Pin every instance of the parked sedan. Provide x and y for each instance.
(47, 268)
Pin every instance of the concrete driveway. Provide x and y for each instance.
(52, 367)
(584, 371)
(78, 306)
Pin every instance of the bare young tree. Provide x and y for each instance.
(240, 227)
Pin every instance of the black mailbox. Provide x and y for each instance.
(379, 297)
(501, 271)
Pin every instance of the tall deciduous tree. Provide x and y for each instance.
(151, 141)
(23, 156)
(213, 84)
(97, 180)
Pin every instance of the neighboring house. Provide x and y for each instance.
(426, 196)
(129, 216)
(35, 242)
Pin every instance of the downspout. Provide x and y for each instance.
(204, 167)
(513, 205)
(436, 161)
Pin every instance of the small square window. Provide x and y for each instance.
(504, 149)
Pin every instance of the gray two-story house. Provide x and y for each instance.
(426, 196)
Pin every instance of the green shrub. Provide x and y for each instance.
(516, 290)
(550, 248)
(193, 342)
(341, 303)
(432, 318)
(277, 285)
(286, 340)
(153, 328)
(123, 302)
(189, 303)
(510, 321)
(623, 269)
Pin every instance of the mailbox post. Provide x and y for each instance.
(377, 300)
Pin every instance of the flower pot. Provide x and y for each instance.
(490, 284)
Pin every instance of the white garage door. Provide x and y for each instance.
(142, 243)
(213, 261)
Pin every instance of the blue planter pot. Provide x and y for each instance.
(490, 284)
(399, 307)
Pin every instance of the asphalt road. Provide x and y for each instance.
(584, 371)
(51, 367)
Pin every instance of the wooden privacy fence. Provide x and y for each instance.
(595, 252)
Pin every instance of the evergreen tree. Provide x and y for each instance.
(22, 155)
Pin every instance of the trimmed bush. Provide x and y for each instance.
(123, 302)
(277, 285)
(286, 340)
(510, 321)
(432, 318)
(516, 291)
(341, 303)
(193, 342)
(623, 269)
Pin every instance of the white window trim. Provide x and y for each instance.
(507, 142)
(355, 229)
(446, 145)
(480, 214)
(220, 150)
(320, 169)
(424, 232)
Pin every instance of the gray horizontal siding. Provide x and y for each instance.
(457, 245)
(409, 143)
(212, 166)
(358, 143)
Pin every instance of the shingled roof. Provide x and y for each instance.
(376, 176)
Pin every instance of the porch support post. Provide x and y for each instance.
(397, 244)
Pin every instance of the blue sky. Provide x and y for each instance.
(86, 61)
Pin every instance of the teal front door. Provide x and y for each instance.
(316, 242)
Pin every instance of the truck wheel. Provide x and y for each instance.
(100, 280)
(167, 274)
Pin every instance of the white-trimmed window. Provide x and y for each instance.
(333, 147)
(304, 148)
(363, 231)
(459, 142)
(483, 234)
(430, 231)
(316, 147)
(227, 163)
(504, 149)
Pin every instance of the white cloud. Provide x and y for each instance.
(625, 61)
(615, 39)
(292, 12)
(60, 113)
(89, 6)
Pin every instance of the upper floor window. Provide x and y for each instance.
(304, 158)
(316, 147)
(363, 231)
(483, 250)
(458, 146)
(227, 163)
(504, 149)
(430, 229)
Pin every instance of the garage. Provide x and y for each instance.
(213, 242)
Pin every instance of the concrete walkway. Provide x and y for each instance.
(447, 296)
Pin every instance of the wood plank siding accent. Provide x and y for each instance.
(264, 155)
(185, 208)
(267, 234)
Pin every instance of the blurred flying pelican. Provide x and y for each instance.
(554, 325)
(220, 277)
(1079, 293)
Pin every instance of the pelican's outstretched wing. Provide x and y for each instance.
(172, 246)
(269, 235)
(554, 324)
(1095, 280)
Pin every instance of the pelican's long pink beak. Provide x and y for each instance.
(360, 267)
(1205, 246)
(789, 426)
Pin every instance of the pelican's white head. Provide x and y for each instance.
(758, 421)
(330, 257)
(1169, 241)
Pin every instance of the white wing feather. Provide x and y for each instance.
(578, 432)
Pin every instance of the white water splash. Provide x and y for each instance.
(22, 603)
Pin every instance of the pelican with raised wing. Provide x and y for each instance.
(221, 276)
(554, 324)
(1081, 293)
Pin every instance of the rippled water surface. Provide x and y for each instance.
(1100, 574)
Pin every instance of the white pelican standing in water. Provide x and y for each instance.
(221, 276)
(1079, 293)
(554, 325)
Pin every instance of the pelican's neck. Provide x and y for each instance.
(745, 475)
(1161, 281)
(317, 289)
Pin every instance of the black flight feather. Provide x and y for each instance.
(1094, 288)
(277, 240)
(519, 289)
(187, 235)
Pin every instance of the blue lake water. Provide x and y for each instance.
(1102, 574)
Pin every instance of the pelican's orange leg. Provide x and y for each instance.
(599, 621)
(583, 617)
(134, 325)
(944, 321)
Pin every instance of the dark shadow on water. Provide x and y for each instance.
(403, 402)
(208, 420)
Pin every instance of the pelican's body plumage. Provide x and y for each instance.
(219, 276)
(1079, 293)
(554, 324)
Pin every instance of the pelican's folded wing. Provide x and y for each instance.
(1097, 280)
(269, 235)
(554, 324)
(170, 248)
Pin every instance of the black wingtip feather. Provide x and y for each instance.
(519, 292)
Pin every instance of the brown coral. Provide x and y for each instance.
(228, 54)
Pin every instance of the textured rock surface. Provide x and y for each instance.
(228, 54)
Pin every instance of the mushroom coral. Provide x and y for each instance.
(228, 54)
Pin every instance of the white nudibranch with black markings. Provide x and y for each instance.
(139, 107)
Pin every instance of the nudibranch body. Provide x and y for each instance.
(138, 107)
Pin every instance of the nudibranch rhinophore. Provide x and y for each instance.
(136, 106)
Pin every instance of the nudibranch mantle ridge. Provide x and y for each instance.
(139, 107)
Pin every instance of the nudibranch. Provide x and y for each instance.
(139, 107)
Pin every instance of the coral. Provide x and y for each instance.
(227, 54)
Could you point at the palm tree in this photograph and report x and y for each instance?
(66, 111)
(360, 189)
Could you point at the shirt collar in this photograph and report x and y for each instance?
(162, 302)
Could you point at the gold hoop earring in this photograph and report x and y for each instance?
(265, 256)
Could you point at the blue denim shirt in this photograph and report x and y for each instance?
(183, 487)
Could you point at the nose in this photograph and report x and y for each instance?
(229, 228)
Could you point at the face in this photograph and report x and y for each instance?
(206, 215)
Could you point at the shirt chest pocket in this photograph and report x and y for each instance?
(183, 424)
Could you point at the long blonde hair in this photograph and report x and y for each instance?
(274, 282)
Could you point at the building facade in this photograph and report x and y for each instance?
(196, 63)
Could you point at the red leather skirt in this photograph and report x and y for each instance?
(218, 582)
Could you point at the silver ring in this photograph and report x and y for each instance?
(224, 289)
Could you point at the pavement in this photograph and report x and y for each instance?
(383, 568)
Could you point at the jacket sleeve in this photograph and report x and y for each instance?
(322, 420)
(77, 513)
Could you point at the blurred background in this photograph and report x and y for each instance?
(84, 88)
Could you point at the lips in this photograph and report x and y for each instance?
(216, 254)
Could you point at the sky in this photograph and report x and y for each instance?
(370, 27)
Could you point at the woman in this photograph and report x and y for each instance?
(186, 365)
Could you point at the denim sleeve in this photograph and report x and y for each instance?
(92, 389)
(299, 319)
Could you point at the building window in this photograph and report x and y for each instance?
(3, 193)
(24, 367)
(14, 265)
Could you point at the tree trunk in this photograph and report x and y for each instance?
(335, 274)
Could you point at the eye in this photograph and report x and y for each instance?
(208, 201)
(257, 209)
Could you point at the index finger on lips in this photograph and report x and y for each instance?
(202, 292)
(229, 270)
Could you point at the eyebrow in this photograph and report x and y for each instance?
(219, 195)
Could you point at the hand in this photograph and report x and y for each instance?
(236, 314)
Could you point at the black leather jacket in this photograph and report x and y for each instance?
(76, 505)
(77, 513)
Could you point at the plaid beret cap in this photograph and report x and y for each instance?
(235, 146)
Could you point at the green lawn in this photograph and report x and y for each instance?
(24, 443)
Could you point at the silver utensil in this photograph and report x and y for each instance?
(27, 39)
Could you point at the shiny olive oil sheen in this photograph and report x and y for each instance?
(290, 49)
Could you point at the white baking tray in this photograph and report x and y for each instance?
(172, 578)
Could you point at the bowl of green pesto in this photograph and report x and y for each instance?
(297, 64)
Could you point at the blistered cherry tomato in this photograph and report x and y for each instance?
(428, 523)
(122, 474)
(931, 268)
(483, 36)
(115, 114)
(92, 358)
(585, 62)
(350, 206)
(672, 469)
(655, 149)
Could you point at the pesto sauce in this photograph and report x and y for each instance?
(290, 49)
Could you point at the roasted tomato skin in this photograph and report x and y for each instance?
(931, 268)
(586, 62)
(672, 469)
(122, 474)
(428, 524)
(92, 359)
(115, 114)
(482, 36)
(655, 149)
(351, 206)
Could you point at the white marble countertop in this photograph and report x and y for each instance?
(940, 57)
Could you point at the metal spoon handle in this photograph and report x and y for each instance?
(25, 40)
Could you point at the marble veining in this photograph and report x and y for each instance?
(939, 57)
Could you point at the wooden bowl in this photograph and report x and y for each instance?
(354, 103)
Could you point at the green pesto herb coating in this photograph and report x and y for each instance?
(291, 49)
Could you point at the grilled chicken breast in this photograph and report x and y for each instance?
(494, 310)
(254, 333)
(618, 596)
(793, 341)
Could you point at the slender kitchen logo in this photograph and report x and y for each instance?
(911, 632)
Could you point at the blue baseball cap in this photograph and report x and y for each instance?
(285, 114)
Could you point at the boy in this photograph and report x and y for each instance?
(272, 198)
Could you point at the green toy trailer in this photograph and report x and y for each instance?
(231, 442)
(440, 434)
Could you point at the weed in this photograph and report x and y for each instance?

What you are asked to do -
The only output should be the lines from the one containing "Could you point at the blue baseball" through the final line of the material above, copied exactly.

Solution to this problem -
Could you point at the blue baseball cap in this photograph and report x and y for each instance?
(285, 114)
Could you point at the boy in this photograph and report x and y for each instance?
(272, 198)
Could you point at the green toy trailer in this photograph and report x and y for each instance?
(231, 442)
(440, 434)
Could you point at the weed in this photograph and report x and y for each instance?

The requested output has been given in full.